▶ _WRITTEN REQUEST_
Print all of the records below word for word, leaving out the pictures.
━━━━
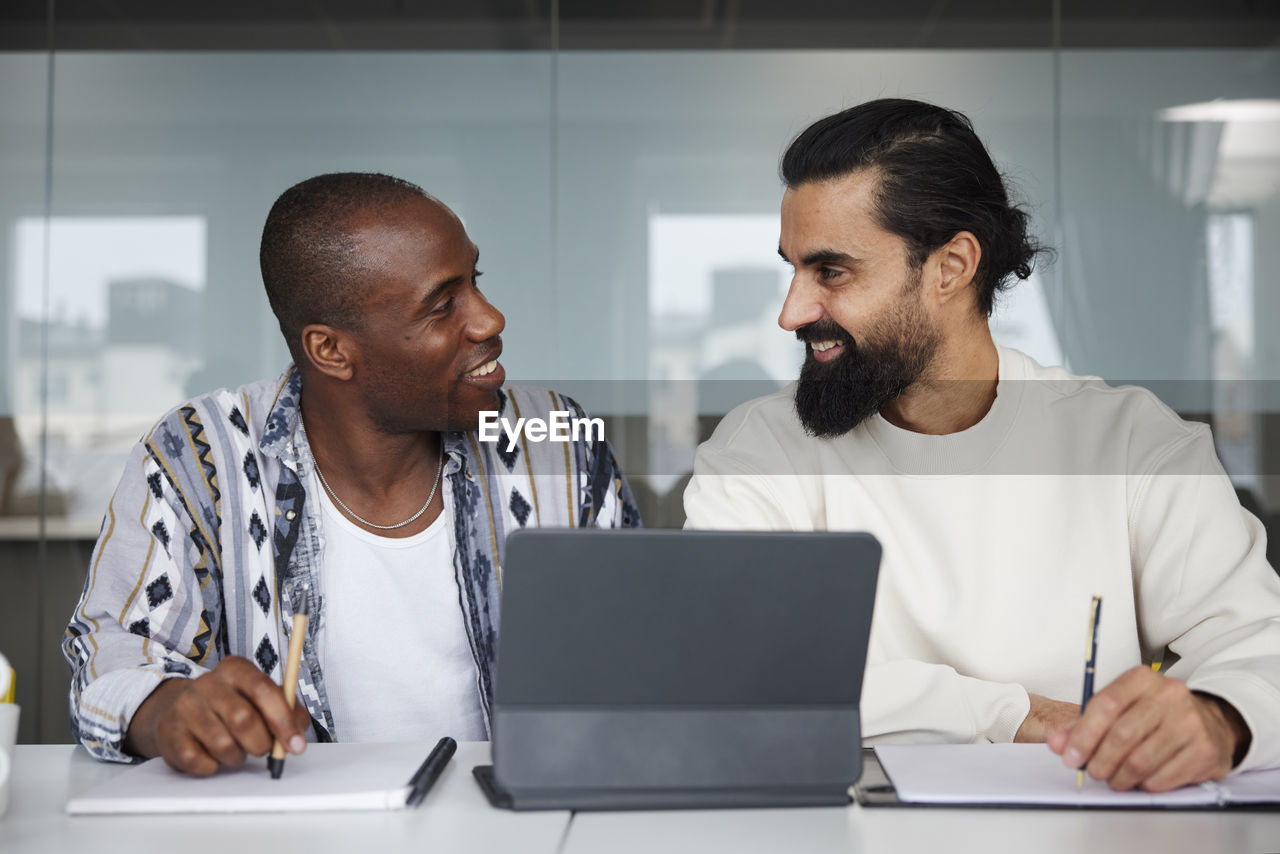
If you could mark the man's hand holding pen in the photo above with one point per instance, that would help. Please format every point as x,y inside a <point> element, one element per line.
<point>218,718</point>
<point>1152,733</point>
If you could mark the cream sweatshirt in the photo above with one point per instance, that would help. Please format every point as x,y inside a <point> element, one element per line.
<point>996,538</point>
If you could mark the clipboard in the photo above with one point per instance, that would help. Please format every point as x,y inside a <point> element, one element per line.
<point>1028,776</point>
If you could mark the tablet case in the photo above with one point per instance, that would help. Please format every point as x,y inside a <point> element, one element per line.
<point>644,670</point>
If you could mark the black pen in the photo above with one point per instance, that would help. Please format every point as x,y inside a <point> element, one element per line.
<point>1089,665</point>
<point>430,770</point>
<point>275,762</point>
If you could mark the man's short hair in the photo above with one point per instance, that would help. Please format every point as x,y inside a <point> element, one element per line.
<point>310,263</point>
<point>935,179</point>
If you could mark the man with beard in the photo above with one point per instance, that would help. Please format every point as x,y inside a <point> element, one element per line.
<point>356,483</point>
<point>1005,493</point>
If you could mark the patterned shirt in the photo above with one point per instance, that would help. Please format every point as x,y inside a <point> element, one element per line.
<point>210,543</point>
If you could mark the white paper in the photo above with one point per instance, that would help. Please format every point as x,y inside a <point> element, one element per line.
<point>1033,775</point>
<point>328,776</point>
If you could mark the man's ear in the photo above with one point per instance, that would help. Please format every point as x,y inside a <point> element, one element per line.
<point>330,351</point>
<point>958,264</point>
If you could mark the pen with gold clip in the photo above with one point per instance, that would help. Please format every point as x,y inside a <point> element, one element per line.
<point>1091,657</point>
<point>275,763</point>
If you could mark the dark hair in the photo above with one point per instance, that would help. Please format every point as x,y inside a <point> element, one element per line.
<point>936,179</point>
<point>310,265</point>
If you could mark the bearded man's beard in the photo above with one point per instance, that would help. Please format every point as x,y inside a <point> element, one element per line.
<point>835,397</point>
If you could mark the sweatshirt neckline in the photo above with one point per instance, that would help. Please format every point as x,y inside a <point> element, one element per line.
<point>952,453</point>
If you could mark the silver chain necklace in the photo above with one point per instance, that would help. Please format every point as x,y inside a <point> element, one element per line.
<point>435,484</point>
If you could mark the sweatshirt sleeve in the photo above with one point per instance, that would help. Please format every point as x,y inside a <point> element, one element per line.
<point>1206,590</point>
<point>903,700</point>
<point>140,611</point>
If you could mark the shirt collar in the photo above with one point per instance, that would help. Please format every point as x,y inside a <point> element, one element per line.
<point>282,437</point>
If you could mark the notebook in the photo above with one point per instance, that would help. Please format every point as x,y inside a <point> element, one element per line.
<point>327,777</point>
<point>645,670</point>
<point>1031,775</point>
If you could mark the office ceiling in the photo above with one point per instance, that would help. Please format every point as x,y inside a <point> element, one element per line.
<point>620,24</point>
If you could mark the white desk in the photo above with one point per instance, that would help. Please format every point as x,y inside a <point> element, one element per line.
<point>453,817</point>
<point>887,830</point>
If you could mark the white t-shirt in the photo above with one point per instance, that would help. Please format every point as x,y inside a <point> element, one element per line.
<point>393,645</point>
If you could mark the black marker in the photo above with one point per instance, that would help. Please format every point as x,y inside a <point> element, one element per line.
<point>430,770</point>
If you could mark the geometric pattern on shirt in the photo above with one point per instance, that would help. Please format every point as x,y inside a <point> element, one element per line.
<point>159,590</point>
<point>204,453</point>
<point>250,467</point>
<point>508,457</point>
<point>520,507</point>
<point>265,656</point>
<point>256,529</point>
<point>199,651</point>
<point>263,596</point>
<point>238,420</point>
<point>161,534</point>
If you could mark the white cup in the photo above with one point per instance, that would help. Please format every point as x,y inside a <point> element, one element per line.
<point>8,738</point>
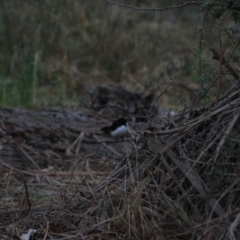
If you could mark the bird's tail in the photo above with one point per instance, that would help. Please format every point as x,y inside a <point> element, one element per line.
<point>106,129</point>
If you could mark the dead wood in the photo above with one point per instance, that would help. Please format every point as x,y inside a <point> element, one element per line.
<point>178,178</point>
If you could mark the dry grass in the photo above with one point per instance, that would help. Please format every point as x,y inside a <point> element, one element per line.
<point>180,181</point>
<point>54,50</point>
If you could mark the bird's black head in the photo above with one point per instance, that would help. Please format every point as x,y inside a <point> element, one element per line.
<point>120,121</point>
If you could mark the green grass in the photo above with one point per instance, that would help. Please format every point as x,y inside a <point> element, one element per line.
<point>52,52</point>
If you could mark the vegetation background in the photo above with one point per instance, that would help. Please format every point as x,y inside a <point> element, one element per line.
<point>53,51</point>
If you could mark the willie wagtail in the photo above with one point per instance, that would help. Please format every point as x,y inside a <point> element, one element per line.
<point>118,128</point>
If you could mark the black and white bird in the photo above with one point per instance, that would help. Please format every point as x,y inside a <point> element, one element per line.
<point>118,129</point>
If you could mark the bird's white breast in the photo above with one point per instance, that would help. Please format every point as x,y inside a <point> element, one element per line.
━━━━
▶ _TASK SOLUTION_
If you could mark the man's hand holding pen in the photo above with one point per instance, that would help. Please format every point as x,y inside a <point> element, one element per line.
<point>218,718</point>
<point>1152,733</point>
If you could mark the cream sweatshirt in the photo above with one point per instance, that would help. Please format every point as x,y inside a <point> element, one element per line.
<point>996,538</point>
If you could mark the clipboard in the photo above with one point per instance, that would help. Please format every point as x,y inside a <point> element, one element per line.
<point>1028,776</point>
If you could mark the tablet case in the photo above with one point per instance, that would help. Please format every point as x,y inside a <point> element, one element per line.
<point>644,670</point>
If you could mark the black pen in the photo above with one point per instance, that would help. Please format every point as x,y inside a <point> element, one element per line.
<point>1089,665</point>
<point>430,770</point>
<point>275,762</point>
If you could mark the man's short hair in the photo above with one point per instance, that would help. Please format every point as x,y inside a <point> element, one element per line.
<point>310,263</point>
<point>935,179</point>
If you could mark the man with beard in the photo above with one point per instance, that would help. Please format every point as x,y inside a <point> element, one element per line.
<point>356,483</point>
<point>1005,493</point>
If you could mark the patterned shirt in the photo above with one point per instance, that would help. Please format every point as x,y inside a <point> element, one element per line.
<point>210,543</point>
If you could mark the white paper in the photo above with one point per instance, that would help. Please format every point as x,y inside a <point> element, one element per line.
<point>1033,775</point>
<point>328,776</point>
If you could mark the man's ear in the photo above with one point per instance, that would help. Please format every point as x,y inside a <point> element, one element per line.
<point>330,351</point>
<point>958,264</point>
If you could mark the pen with gold clip in the photo above with one point per instance, that would help. Please format every point as x,y inside a <point> element, one element per line.
<point>1091,657</point>
<point>275,763</point>
If you could mark the dark hair in the photo above with one point per instance, that would help. Please format every point as x,y inside a <point> element, one element per line.
<point>936,179</point>
<point>310,265</point>
If you could mark the bearded man's beard in the photo above with one point per instance, that would help. Please format every point as x,y inside a <point> element, one element per line.
<point>835,397</point>
If you could mark the sweatshirt neckline in the photo above with one point per instance, that would help. Please format every point as x,y inside a <point> element, one element per line.
<point>952,453</point>
If you could mark the silver chain necklace in the photo above with one point per instance, that would help. Please format every point as x,y inside a <point> element, one element per line.
<point>435,484</point>
If you could mark the sweatshirt sleeve in the photo above with one point per instance, that would help. Please format every point as x,y inside a <point> element, one element per line.
<point>1206,590</point>
<point>903,700</point>
<point>140,611</point>
If you could mark the shirt collar in the photo above with one point per instance, that would help. Please format every point as x,y inside a <point> element, one element per line.
<point>282,437</point>
If you could mark the notebook in the photo above with one point per instance, that would help. Please format every point as x,y inside a <point> element, one element per line.
<point>327,777</point>
<point>645,670</point>
<point>1031,775</point>
If you could mark the office ceiling in the photo above with one point per instance, that would help. Please format every point as x,y inside a <point> element, one element per line.
<point>620,24</point>
If you could mark the white desk in the photo above with one point per instance, that would help. Please format every point as x,y inside a <point> element, one element per line.
<point>453,817</point>
<point>887,830</point>
If you could mark the white t-shirt in the photo above with one point per instance, that would help. Please format every point as x,y inside a <point> element, one element per line.
<point>393,645</point>
If you could mark the black marker in the photo above with one point per instance, that would help. Please format every point as x,y inside a <point> element, one element per line.
<point>430,770</point>
If you could mark the geometric pattern on shirt in the photo above with one point per instance, that would help. Please format every point as x,y inside a <point> element, one element per line.
<point>159,590</point>
<point>204,453</point>
<point>250,467</point>
<point>508,457</point>
<point>520,507</point>
<point>265,656</point>
<point>256,529</point>
<point>199,651</point>
<point>263,596</point>
<point>238,420</point>
<point>161,534</point>
If you could mark the white cup in the photo above with one point per instance, that would help. Please format every point as x,y inside a <point> element, one element per line.
<point>8,738</point>
If you could mark the bird's tail in the photo above with one point per instance, that would help. Please format every point as x,y inside a <point> element, one element per line.
<point>106,129</point>
If you could mark the dead wood in the photo above with one point per instance, that would help. Please format every point as x,y inside a <point> element, one element per line.
<point>178,178</point>
If you could mark the dry grass in the photo above with one point per instance, that would help. Please format every point as x,y inside a <point> element, one element per line.
<point>180,181</point>
<point>54,50</point>
If you could mark the bird's black head in the photo above with one point per instance, that would help. Please format every point as x,y inside a <point> element, one element per line.
<point>120,121</point>
If you could mark the green grass in the photo above with one point per instance, that would help. Please format every point as x,y inside a <point> element, one element per line.
<point>52,52</point>
If you could mark the vegetation background in the photo above with one point per instance, that would help. Please format every point as x,y inside a <point> element, one element per line.
<point>53,51</point>
If you could mark the willie wagtail in the photo above with one point per instance, that would help. Please format every point as x,y inside a <point> element, one element per line.
<point>118,128</point>
If you could mark the black and white bird in the photo above with one point per instance, that would help. Please format every point as x,y inside a <point> element, one element per line.
<point>118,129</point>
If you could mark the bird's white breast in the photo above with one point per instance, that would help. Please format every point as x,y inside a <point> element, one element per line.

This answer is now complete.